## Data for the task:
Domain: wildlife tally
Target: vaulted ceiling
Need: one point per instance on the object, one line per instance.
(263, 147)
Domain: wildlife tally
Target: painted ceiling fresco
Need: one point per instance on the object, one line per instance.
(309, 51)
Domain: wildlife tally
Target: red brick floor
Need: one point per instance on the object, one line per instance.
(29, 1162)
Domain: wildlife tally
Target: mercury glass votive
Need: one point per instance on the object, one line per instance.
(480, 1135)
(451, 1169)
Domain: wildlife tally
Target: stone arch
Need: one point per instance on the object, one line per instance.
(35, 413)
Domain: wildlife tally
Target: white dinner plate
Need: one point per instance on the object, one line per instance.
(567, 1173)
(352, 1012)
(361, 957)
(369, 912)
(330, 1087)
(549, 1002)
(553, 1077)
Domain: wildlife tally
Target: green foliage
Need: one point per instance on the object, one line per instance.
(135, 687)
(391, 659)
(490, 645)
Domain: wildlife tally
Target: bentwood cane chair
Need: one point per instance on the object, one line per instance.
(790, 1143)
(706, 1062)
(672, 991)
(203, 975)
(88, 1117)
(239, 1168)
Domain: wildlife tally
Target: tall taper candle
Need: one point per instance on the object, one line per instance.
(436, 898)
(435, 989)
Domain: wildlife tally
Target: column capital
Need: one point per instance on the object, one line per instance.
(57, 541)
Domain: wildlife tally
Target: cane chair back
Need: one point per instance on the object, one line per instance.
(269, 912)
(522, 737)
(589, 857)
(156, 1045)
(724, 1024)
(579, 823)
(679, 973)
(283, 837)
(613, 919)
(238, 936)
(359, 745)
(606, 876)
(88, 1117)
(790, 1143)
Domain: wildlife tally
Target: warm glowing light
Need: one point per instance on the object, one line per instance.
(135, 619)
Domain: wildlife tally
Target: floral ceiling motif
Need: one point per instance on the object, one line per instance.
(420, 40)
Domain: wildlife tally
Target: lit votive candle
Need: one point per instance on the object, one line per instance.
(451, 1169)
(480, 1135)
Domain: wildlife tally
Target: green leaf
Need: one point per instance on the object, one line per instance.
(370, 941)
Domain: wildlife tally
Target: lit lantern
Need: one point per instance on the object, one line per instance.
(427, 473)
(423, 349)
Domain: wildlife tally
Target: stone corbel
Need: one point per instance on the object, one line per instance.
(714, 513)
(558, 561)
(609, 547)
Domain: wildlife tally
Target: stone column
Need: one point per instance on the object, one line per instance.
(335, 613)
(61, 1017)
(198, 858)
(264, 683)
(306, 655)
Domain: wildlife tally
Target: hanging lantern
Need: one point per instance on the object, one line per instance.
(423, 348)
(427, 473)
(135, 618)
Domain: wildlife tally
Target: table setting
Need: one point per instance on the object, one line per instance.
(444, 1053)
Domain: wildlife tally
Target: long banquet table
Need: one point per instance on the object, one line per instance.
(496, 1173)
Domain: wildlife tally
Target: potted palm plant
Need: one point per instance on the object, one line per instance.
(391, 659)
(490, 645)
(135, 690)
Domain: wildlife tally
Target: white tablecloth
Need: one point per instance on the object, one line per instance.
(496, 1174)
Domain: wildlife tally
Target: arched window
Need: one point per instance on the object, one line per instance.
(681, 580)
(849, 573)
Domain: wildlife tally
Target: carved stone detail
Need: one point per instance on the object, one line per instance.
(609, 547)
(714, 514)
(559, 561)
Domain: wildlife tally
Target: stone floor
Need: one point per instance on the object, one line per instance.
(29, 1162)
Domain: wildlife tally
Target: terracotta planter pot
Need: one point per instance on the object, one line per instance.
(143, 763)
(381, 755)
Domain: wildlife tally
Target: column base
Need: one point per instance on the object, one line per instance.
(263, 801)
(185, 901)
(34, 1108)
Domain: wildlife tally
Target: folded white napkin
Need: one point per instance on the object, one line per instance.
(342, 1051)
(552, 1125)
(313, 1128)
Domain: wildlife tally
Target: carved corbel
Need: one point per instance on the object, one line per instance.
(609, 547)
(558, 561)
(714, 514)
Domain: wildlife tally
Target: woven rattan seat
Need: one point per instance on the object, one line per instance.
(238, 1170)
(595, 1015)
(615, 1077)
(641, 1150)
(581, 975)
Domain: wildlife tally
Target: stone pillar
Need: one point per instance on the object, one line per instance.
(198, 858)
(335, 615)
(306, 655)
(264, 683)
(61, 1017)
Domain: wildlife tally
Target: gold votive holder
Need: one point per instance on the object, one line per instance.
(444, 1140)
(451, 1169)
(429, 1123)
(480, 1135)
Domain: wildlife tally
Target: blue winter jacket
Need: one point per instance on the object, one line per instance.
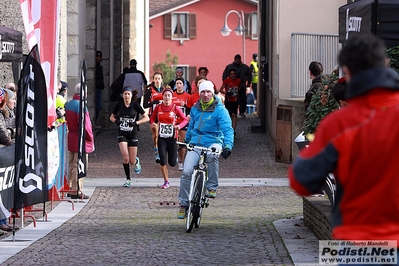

## Stated task:
How many lines in the material above contain the string "ceiling"? Reply with the number alone.

## Exercise result:
3